→ Texto extraído:
+ + + + +

Como não se pode quebrá-la, como anseia a Rainha Prateada em seus delírios de “outro mundo
possível”, o Mestre dos Sussuros se esforça para
fazer o que é realmente factível: contê-la.
Só
assim é possível entender sua recusa em ajudar Ned Stark a escapar da prisão e
se juntar ao filho, impulsionando uma rebelião com potencial para destruir o
reino. Não é por odiar Petyr Baelish que ele, juntamente com Olenna Tyrell,
frustra seus planos de casar com Sansa Stark e assumir o Norte. É por enxergar
na obsessão por poder e na falta de escrúpulos do então Mestre da Moeda razões mais do que suficientes para
impedi-lo de ter meios de pôr o reino abaixo no intuito de se tornar o senhor
dos escombros. Se ele se nega a tomar partido de Tyrion num julgamento
manipulado por Cersei, ele o faz pela mesma razão que o leva a ajudá-lo a
escapar pouco antes de sua execução: por reconhecer nele tanto o intelecto
brilhante por trás da defesa de Porto Real contra a devastação a
bordo da esquadra de Stannis, como uma força prudente a ser empregada no
esforço de manutenção de tudo de valor que está continuamente sob ameaça numa
sociedade onde a “honra” tem mais valor que a vida. Como todo conservador, A Aranha entende a importância da prudência e
sabe que toda mudança brusca e impensada, por mais “bem intencionada”
que seja, representa mais um risco à existência de tudo de valioso que foi
arduamente conquistado pela civilização do que uma oportunidade de criar um
paraíso na Terra num passe de mágica.
A análise das histórias de Stannis, Daenerys e Varys dá a medida das razões pelas quais os pontos de vista dos dois primeiros em relação à política e ao poder são tão diametralmente opostos ao daquele último.
Um
lorde orgulhoso, que sempre viveu à sombra do irmão mais velho, (que, como se
não bastasse ser o primogênito num status
quo extremamente patriarcal,
ainda derrota uma dinastia de três séculos e se torna rei) numa sociedade que
exalta conquistadores em detrimento de diplomatas, só poderia mesmo se tornar
um psicopata obcecado por títulos e poder.

+ + + + +

→ Dados fornecidos:
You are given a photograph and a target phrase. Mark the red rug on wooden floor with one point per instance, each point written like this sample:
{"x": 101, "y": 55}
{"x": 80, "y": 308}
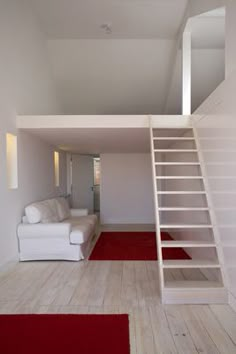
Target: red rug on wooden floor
{"x": 62, "y": 334}
{"x": 137, "y": 246}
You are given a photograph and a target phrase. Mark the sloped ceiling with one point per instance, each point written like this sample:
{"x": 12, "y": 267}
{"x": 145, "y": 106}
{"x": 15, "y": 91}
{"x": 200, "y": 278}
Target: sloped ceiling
{"x": 127, "y": 69}
{"x": 82, "y": 19}
{"x": 124, "y": 72}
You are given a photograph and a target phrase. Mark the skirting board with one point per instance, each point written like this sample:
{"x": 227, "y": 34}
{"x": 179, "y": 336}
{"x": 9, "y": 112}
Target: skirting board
{"x": 9, "y": 264}
{"x": 232, "y": 301}
{"x": 127, "y": 227}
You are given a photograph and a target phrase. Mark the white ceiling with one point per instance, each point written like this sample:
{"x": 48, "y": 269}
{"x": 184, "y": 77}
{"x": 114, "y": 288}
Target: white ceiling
{"x": 208, "y": 32}
{"x": 112, "y": 77}
{"x": 82, "y": 19}
{"x": 98, "y": 140}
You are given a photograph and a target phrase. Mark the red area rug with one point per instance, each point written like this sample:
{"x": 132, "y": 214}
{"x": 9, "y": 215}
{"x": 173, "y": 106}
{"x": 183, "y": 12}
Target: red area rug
{"x": 62, "y": 334}
{"x": 137, "y": 246}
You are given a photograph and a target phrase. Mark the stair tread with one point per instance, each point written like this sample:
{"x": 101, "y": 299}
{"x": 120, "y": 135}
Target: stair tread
{"x": 173, "y": 138}
{"x": 181, "y": 192}
{"x": 190, "y": 263}
{"x": 176, "y": 243}
{"x": 177, "y": 163}
{"x": 175, "y": 150}
{"x": 183, "y": 209}
{"x": 187, "y": 226}
{"x": 179, "y": 177}
{"x": 175, "y": 284}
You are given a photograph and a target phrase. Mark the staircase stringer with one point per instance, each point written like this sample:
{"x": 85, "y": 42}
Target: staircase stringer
{"x": 210, "y": 204}
{"x": 157, "y": 216}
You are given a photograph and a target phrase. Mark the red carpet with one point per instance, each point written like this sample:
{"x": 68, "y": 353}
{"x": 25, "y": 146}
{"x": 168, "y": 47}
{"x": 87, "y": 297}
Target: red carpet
{"x": 138, "y": 246}
{"x": 64, "y": 334}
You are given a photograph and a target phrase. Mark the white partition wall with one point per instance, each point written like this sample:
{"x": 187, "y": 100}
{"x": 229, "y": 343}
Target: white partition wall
{"x": 216, "y": 127}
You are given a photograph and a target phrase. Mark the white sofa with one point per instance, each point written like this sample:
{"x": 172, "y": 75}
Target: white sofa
{"x": 50, "y": 230}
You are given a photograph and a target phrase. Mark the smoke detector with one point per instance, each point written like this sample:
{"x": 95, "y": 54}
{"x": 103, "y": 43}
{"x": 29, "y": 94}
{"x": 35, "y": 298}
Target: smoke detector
{"x": 107, "y": 27}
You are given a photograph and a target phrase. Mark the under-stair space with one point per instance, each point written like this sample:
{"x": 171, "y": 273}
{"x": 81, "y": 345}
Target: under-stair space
{"x": 183, "y": 209}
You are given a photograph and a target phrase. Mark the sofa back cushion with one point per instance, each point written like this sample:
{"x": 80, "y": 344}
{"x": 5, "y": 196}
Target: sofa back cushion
{"x": 63, "y": 209}
{"x": 44, "y": 212}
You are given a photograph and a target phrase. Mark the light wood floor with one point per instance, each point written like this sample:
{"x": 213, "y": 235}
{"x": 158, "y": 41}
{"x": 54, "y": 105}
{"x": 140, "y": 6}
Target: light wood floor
{"x": 119, "y": 287}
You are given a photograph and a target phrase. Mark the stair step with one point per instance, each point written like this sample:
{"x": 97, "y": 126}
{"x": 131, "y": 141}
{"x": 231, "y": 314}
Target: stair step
{"x": 175, "y": 284}
{"x": 181, "y": 192}
{"x": 177, "y": 163}
{"x": 182, "y": 209}
{"x": 173, "y": 138}
{"x": 185, "y": 226}
{"x": 175, "y": 150}
{"x": 184, "y": 244}
{"x": 179, "y": 177}
{"x": 190, "y": 263}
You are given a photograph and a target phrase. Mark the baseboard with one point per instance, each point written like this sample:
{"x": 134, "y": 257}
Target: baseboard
{"x": 127, "y": 227}
{"x": 232, "y": 301}
{"x": 9, "y": 264}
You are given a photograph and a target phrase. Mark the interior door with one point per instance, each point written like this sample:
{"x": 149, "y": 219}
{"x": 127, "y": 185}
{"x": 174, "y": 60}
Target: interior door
{"x": 82, "y": 182}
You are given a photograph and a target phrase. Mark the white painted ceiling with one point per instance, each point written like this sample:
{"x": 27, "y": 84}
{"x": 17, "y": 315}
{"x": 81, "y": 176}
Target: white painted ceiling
{"x": 208, "y": 32}
{"x": 128, "y": 71}
{"x": 97, "y": 140}
{"x": 82, "y": 19}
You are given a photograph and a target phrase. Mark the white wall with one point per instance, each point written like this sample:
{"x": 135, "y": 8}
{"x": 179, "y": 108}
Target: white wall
{"x": 208, "y": 71}
{"x": 216, "y": 126}
{"x": 26, "y": 87}
{"x": 105, "y": 76}
{"x": 230, "y": 42}
{"x": 126, "y": 189}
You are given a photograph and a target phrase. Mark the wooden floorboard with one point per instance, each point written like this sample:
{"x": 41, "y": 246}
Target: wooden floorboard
{"x": 114, "y": 287}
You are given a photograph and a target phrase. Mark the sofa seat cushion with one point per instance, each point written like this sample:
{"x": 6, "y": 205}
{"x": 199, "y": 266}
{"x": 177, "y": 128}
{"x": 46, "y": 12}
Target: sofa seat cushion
{"x": 89, "y": 219}
{"x": 62, "y": 207}
{"x": 80, "y": 233}
{"x": 44, "y": 212}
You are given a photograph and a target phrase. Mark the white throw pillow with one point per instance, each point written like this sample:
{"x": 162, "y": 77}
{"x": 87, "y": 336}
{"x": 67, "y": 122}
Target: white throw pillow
{"x": 44, "y": 212}
{"x": 63, "y": 209}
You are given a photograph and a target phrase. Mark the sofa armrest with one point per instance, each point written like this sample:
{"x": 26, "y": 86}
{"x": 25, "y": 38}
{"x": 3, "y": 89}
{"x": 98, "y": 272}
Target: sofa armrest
{"x": 52, "y": 230}
{"x": 78, "y": 212}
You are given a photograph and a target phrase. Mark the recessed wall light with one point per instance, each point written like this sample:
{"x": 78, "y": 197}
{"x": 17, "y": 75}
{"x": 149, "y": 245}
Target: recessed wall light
{"x": 107, "y": 27}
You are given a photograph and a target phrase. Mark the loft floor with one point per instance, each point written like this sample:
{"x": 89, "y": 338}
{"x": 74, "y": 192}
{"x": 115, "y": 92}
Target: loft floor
{"x": 119, "y": 287}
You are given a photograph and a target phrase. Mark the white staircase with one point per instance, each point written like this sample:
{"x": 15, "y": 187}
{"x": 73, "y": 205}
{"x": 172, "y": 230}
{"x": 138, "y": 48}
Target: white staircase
{"x": 184, "y": 210}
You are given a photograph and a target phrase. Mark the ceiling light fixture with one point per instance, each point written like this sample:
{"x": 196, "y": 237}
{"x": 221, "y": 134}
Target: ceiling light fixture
{"x": 107, "y": 27}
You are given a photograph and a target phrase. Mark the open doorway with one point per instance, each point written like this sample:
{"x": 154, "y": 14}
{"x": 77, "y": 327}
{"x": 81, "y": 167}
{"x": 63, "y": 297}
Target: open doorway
{"x": 85, "y": 182}
{"x": 96, "y": 184}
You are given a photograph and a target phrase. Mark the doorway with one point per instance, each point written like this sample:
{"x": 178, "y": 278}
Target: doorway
{"x": 85, "y": 182}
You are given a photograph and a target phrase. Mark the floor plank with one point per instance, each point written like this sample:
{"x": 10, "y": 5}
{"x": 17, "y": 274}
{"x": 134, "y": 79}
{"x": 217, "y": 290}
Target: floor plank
{"x": 113, "y": 287}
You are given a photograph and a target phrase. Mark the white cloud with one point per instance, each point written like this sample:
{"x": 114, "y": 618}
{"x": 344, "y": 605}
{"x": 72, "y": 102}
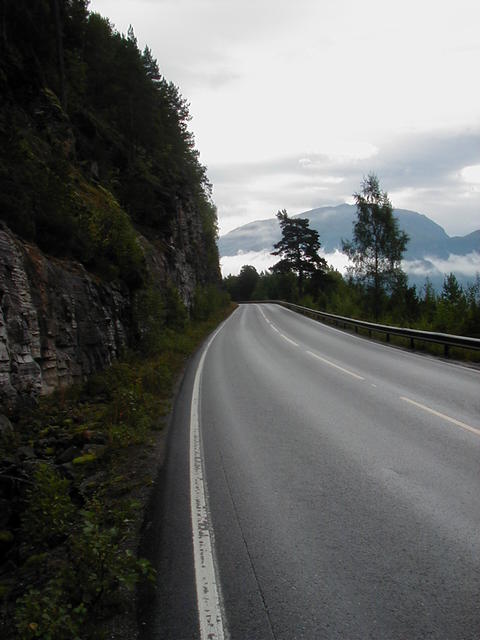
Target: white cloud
{"x": 263, "y": 260}
{"x": 338, "y": 88}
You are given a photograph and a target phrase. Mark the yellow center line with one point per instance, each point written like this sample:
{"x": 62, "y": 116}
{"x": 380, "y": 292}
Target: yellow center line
{"x": 458, "y": 423}
{"x": 332, "y": 364}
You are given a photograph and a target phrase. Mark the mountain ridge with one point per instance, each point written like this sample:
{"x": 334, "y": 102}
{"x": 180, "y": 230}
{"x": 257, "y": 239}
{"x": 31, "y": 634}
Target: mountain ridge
{"x": 427, "y": 238}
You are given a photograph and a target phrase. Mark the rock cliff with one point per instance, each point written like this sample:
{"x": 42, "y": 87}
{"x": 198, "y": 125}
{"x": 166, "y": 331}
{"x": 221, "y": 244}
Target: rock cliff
{"x": 58, "y": 323}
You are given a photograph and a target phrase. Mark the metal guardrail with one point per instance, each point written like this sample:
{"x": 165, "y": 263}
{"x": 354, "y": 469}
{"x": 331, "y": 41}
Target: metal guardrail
{"x": 446, "y": 339}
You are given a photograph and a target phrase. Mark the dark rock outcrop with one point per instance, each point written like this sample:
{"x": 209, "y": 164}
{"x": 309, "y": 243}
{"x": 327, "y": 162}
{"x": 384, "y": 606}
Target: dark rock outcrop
{"x": 58, "y": 323}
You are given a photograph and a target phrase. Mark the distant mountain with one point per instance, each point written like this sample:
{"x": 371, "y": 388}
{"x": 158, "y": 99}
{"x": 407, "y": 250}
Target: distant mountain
{"x": 427, "y": 238}
{"x": 429, "y": 250}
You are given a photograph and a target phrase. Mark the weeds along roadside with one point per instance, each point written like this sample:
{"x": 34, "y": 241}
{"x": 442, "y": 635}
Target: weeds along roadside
{"x": 75, "y": 476}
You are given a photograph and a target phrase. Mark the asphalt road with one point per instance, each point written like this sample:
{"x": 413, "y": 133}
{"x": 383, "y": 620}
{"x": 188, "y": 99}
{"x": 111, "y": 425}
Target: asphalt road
{"x": 343, "y": 483}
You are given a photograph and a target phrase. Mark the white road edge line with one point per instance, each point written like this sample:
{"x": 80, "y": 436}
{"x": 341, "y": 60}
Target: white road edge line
{"x": 332, "y": 364}
{"x": 458, "y": 423}
{"x": 208, "y": 591}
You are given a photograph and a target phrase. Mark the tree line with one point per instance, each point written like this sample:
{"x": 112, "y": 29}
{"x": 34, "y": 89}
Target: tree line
{"x": 82, "y": 106}
{"x": 374, "y": 288}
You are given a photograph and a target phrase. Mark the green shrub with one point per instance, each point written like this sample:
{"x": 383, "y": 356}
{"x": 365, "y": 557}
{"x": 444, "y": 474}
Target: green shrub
{"x": 48, "y": 614}
{"x": 49, "y": 510}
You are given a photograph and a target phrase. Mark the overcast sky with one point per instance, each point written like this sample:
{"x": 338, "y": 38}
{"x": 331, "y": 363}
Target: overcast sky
{"x": 294, "y": 101}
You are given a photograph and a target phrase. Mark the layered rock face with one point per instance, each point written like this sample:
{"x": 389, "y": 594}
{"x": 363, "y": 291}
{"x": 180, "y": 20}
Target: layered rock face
{"x": 58, "y": 323}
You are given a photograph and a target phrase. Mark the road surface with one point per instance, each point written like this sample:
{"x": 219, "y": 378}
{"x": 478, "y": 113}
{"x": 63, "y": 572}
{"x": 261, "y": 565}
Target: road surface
{"x": 343, "y": 489}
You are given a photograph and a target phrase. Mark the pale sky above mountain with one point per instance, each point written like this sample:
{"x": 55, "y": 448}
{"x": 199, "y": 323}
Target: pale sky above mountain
{"x": 294, "y": 101}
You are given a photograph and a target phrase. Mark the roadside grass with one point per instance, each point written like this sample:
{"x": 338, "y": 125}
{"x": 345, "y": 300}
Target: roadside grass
{"x": 77, "y": 471}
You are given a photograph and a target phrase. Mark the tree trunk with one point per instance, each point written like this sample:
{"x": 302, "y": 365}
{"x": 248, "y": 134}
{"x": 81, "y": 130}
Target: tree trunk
{"x": 60, "y": 54}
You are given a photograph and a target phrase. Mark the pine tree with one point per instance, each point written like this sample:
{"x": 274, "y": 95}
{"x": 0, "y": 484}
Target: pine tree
{"x": 298, "y": 249}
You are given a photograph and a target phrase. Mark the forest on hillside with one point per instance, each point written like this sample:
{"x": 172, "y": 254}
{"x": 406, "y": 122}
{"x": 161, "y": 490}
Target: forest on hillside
{"x": 94, "y": 140}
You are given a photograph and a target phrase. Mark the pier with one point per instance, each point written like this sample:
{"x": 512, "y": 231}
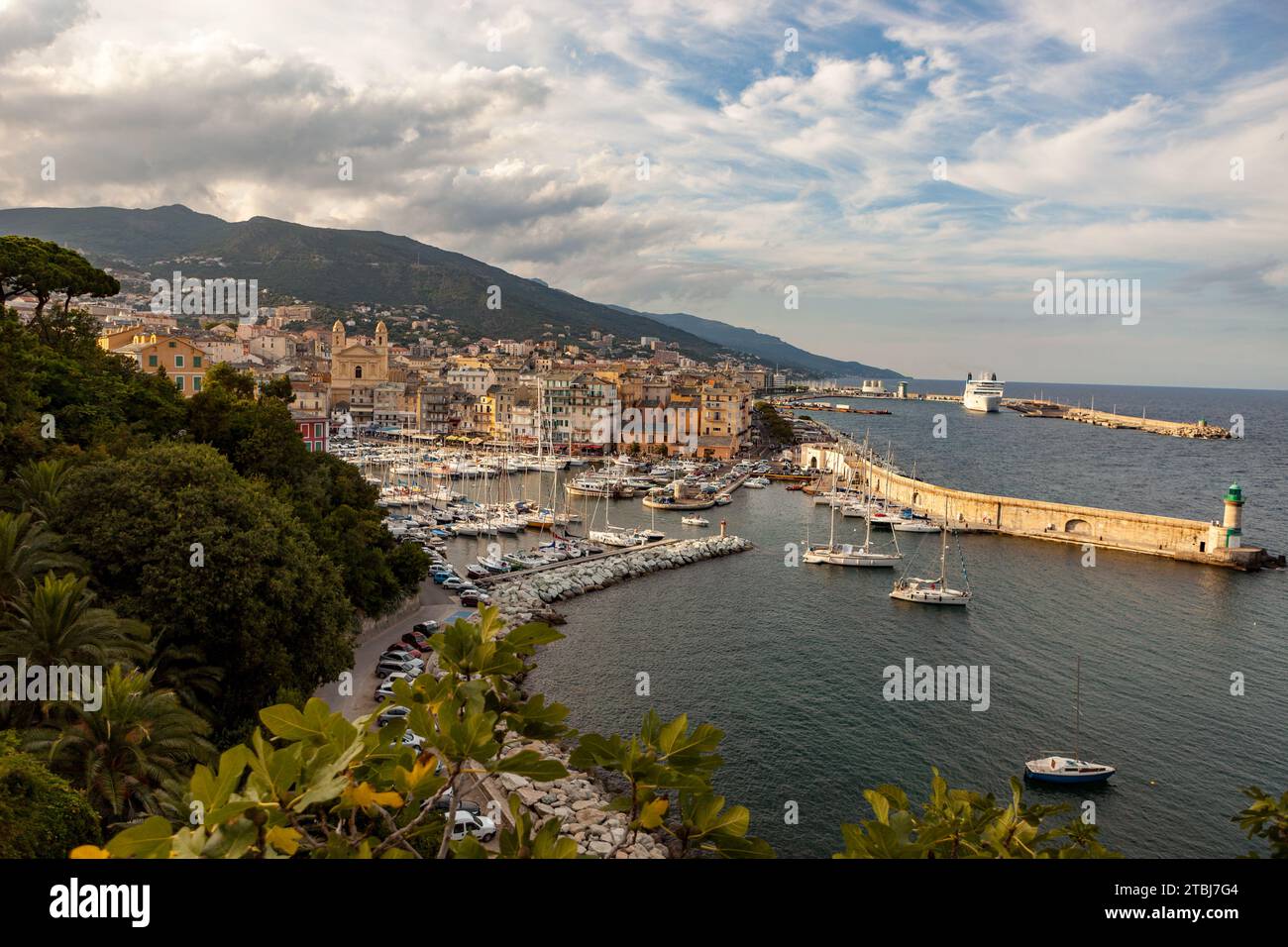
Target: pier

+ + + + +

→ Sobre a tarefa:
Com base no texto sobre Varys, responda, por favor, às perguntas a seguir:
(a) Com quem Varys frustra os planos de Petyr Baelish de casar com Sansa Stark?
(b) Que cargo Petyr Baelish ocupava então?
(c) Quantos séculos tinha a dinastia derrotada pelo irmão mais velho do lorde orgulhoso?

→ Resposta correta:
(a) Com Olenna Tyrell.
(b) Mestre da Moeda.
(c) Três séculos.